Pull out each line of the material below that includes the string "gate", and reproduce those lines unchanged.

━━ GIVEN DATA

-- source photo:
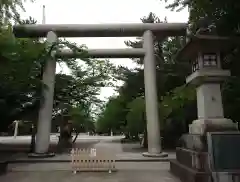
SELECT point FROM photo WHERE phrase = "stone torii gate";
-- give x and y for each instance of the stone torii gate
(148, 31)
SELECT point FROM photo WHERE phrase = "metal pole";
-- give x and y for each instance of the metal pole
(45, 112)
(153, 126)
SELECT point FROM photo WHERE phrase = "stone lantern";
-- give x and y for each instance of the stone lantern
(205, 53)
(192, 155)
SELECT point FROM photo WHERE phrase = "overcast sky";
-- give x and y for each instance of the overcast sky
(101, 11)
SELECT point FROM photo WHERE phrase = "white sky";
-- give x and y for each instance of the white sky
(101, 11)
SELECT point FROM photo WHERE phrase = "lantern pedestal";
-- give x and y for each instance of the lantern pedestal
(197, 155)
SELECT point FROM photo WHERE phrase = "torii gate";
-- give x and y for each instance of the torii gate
(147, 30)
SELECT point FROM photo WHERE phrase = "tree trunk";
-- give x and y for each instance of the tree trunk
(74, 140)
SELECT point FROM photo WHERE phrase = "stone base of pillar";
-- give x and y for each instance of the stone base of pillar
(202, 126)
(155, 155)
(41, 155)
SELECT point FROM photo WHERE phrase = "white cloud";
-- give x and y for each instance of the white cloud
(101, 11)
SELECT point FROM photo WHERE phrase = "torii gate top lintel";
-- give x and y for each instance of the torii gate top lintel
(100, 30)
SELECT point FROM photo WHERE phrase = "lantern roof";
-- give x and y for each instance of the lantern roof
(207, 44)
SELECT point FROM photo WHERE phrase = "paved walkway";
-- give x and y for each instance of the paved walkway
(54, 171)
(64, 176)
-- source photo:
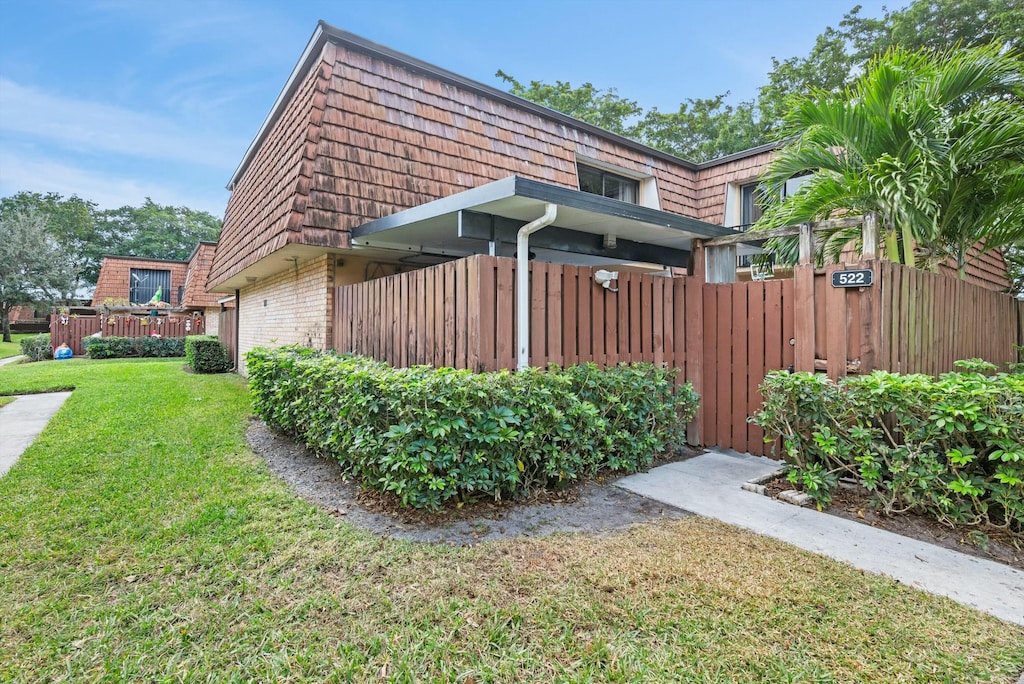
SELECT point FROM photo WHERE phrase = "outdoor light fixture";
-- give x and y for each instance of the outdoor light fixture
(604, 279)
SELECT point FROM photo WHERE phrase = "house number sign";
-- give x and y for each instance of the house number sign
(860, 278)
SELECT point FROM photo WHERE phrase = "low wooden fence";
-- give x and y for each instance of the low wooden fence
(724, 338)
(71, 329)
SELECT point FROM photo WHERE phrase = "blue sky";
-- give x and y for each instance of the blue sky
(116, 100)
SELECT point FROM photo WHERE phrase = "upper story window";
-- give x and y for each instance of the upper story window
(143, 284)
(608, 184)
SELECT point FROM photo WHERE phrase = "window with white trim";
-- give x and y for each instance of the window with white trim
(605, 183)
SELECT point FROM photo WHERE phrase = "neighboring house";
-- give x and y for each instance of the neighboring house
(125, 281)
(372, 162)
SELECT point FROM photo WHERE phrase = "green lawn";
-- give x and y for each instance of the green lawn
(141, 541)
(12, 348)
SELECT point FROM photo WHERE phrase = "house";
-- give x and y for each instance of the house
(126, 281)
(372, 162)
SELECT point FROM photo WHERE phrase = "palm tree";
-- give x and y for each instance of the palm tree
(931, 141)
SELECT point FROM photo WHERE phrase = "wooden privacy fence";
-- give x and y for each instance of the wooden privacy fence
(71, 329)
(463, 314)
(723, 337)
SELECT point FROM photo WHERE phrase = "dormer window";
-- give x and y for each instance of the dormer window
(598, 181)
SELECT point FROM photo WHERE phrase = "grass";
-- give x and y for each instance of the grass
(141, 541)
(12, 348)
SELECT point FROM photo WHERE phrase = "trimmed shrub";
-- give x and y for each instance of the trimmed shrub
(37, 347)
(951, 446)
(433, 435)
(205, 353)
(133, 347)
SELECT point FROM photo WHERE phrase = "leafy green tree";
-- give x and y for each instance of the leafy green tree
(72, 222)
(932, 141)
(605, 109)
(34, 267)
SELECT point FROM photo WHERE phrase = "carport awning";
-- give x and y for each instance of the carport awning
(590, 229)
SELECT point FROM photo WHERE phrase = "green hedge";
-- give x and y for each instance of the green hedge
(37, 347)
(433, 435)
(124, 347)
(952, 445)
(205, 353)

━━━━

_TASK RESULT_:
SELECT point FROM photo WHERE phrase = "stone torii gate";
-- give x and y for each instance of the stone torii gate
SELECT point FROM photo WHERE phrase = "torii gate";
-- give x and y for each instance of the torii gate
SELECT point FROM photo WHERE phrase = "torii gate top lintel";
-- give x and y for each instance of the torii gate top lintel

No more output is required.